— Aim of the exercise —
The answer must consist of the records, repeated exactly.

(Material for the task begins)

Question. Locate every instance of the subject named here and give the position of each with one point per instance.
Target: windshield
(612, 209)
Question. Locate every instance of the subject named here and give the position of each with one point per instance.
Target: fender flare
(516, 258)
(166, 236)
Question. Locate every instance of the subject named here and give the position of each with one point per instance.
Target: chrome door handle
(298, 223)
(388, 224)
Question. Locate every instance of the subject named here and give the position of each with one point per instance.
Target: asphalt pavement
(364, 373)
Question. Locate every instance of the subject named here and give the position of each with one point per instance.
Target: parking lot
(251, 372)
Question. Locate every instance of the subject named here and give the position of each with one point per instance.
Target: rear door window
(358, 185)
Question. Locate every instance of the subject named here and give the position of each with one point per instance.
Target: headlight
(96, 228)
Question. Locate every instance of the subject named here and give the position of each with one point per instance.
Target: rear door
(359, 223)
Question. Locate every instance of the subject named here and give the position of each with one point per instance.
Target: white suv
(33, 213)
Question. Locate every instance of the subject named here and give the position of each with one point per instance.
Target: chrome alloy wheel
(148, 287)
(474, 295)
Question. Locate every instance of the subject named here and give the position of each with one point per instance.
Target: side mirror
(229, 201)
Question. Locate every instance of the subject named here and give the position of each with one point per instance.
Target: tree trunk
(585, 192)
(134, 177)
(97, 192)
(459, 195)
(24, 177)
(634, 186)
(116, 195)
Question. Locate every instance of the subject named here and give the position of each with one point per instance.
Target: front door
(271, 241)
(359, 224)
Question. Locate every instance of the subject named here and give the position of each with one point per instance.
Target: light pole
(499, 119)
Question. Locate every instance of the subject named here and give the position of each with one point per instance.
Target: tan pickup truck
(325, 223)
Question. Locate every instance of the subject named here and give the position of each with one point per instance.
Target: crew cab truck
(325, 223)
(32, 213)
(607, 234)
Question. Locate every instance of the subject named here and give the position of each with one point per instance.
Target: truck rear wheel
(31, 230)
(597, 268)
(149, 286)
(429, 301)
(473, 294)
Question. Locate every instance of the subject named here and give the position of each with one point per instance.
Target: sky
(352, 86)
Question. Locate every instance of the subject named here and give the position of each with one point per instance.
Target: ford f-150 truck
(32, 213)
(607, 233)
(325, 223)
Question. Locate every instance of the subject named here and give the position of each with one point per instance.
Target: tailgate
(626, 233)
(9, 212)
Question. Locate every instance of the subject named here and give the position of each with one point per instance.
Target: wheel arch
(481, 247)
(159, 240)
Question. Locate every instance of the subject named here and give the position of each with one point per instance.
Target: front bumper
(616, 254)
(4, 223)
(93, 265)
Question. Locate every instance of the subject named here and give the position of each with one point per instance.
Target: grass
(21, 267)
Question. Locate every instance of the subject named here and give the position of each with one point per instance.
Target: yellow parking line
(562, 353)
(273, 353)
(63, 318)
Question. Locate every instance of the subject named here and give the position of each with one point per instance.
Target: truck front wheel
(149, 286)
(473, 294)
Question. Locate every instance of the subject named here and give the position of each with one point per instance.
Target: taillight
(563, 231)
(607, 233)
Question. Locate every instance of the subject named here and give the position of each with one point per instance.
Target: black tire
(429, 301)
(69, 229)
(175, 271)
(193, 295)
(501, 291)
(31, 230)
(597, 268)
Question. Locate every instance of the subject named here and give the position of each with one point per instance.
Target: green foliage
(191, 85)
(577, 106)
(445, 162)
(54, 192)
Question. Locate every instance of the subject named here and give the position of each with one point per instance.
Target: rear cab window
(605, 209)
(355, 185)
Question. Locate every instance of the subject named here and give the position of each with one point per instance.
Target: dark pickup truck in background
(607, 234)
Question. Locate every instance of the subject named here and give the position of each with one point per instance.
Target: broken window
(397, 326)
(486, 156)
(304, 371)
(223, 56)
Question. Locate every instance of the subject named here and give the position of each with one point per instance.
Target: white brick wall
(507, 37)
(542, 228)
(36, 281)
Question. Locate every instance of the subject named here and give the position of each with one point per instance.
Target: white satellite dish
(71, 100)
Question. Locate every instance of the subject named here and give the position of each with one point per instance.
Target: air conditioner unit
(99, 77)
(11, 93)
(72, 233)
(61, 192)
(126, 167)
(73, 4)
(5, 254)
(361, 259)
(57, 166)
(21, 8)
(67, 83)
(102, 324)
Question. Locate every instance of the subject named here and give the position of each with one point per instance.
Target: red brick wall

(Material for the task ends)

— Exercise response —
Question. Locate every instance of the subject named here and give the position of each with one point per instance.
Target: windshield
(612, 209)
Question. Locate every instance of the subject named here and give the position of each with one point per instance.
Target: fender flare
(516, 258)
(166, 236)
Question. Locate every instance of the subject named here and give the position of each with one point per instance.
Target: chrome door handle
(298, 223)
(388, 224)
Question. Locate every instance of the subject named here and give the position of each with one point per instance.
Target: asphalt pavement
(364, 373)
Question. Locate every instance of the subject named here and give the position of each with one point per instance.
Target: parking lot
(251, 372)
Question. Locate every instance of the subject named here and give the position of each with one point per instance.
Target: rear door window
(358, 185)
Question. Locate every instance of the subject named here and give the position of each with one point per instance.
Target: headlight
(96, 228)
Question. Locate every instance of the subject named here and give the position of each with one point per instance.
Target: rear door
(359, 223)
Question. Locate every instance of the subject named here and give the position of each with one point per instance.
Target: white suv
(33, 213)
Question. Locate every instance of the subject named here and give the position of each with one point per instance.
Target: chrome alloy wheel
(148, 287)
(474, 295)
Question. Locate every instance of the subject named here and give the position of each with one point per instance.
Target: side mirror
(229, 201)
Question. Locate every instance of the subject named here and give the position of each with one point per instance.
Target: tree trunk
(585, 192)
(134, 177)
(97, 192)
(459, 195)
(24, 177)
(634, 186)
(116, 195)
Question. Locate every instance of the subject named here and give the position of each with one point per instance.
Target: front door
(271, 241)
(359, 224)
Question. Locate every instance of the subject named here and give the position of each with one point per instance.
Target: light pole
(499, 119)
Question. Locate every instance of the subject named here and give the position of each with one point per instance.
Target: tan pickup truck
(325, 223)
Question. Locate every instance of the subject named here and give the position of each with one point per instance.
Target: crew cab truck
(325, 223)
(32, 213)
(607, 234)
Question. Locate every instance of the subject named here and give the position of each with one point per instance.
Target: truck rear wheel
(31, 230)
(597, 268)
(149, 286)
(429, 301)
(473, 294)
Question. Locate every instance of the subject named here and give the position of each with one point per instance.
Target: sky
(352, 86)
Question. Locate every instance of the subject named here and give the position of each with one point per instance.
Target: ford f-150 truck
(32, 213)
(607, 233)
(325, 223)
Question. Locate every instance of the subject named here and give the position of each with one point per instance.
Target: tailgate
(626, 233)
(9, 212)
Question. Locate every instance of the subject named here and give the position of each with one point per instance.
Target: wheel arch
(481, 247)
(159, 240)
Question. Locate every instance of the subject named here and give the position of each with one point per instance.
Target: front bumper
(616, 254)
(4, 223)
(93, 265)
Question. Locate every instance of the subject named here and give the position of each with one point per instance.
Target: grass
(21, 267)
Question. Locate every instance of the subject named here and give the position of each with one point per instance.
Target: yellow parking line
(562, 353)
(273, 353)
(63, 318)
Question. Locate every instance of the subject named here and give the position of each with one point per instance.
Target: truck front wheel
(149, 286)
(473, 294)
Question. Locate every instance of the subject named here and give the position of each with one point per instance.
Target: taillight
(563, 231)
(607, 233)
Question. Locate every instance of the subject named here and give the position of each with one point per instance.
Target: black tire
(429, 301)
(69, 229)
(175, 271)
(193, 295)
(501, 291)
(31, 230)
(597, 268)
Question. Locate every instance of the subject named here and give the position of each with one point per instance.
Target: green foliage
(191, 85)
(577, 106)
(445, 162)
(54, 192)
Question. Locate every instance of the subject named here and give the position of each with one point per instance.
Target: rear cab window
(605, 209)
(355, 185)
Question. Locate every instance of the subject named here and give the position of each with one point per instance.
Target: dark pickup truck in background
(607, 234)
Question. Locate every instance of the subject named here and give the position of each with one point per instance.
Target: broken window
(397, 326)
(486, 156)
(304, 371)
(223, 56)
Question. Locate every instance of the subject named here and give the position of each with one point per instance.
Target: white brick wall
(507, 37)
(542, 228)
(36, 281)
Question. Locate every instance of the subject named here and give the position of each with one point per instance.
Target: white satellite dish
(71, 100)
Question. Locate every instance of the subject named here and give the position of each with one point per instance.
Target: air conditioner unit
(99, 77)
(11, 93)
(72, 233)
(61, 192)
(126, 167)
(73, 4)
(5, 254)
(361, 259)
(57, 166)
(21, 8)
(67, 83)
(102, 324)
Question. Locate every instance of the subject named here and give the position of each with one point per instance.
Target: red brick wall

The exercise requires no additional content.